Top of Records shown

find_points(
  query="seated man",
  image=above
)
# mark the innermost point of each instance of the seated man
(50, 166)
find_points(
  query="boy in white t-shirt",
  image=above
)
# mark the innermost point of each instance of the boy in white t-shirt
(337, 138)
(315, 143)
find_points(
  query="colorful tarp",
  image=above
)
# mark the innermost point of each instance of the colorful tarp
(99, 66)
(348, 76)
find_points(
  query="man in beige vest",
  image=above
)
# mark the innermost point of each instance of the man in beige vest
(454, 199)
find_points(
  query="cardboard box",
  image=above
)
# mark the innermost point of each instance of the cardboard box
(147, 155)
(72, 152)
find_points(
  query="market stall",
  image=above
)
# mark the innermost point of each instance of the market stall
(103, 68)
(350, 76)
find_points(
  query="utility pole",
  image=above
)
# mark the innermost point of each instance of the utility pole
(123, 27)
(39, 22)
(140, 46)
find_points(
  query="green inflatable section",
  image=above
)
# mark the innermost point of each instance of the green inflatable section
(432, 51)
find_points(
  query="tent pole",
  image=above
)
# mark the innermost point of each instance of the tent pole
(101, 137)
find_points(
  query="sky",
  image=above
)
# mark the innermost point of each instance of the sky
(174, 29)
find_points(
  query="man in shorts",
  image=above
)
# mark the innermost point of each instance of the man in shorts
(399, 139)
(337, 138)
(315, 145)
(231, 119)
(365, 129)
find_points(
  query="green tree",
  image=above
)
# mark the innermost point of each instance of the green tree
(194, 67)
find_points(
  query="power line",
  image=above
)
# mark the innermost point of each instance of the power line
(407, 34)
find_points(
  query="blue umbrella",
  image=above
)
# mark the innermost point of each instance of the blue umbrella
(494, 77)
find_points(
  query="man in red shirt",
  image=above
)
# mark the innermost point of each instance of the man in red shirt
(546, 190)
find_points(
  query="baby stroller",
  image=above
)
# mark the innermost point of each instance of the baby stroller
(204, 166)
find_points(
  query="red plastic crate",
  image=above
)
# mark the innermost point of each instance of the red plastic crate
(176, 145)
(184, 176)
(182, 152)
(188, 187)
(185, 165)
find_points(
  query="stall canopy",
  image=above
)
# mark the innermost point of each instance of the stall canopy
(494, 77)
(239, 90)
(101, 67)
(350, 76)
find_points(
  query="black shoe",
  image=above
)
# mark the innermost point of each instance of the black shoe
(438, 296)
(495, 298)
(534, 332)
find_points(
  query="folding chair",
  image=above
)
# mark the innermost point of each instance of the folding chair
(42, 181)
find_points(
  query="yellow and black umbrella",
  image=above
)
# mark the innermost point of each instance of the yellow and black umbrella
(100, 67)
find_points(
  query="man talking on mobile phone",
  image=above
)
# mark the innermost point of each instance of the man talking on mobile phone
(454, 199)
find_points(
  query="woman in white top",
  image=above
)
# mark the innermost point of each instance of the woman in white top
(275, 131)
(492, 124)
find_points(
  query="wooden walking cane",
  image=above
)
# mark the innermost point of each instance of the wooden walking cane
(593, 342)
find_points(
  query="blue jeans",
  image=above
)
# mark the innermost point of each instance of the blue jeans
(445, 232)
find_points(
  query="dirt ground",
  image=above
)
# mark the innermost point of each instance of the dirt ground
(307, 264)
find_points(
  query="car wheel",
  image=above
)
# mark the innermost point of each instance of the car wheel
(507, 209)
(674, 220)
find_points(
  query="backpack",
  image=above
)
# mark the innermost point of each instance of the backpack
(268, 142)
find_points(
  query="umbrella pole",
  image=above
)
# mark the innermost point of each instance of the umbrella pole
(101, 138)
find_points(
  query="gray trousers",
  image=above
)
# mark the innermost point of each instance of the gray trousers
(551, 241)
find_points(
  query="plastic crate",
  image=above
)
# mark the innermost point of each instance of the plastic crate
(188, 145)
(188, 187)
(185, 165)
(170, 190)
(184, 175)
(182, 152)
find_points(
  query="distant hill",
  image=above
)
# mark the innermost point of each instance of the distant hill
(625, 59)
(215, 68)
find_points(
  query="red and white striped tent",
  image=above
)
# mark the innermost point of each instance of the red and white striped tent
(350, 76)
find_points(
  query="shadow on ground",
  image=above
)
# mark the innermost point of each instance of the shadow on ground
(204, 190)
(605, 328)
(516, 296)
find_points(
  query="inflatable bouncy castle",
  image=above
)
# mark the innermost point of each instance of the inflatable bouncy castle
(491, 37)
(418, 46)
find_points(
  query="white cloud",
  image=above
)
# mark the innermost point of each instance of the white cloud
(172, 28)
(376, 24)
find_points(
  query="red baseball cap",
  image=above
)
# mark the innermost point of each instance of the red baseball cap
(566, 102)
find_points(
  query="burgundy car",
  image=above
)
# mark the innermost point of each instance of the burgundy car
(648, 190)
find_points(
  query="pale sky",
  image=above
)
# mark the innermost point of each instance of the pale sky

Bottom of Records shown

▸ **Try it**
Every line above in which the word "pale" occurs is to be copied.

▸ **Finished exercise**
  query="pale sky",
# mark the innermost point of each instance of the pale sky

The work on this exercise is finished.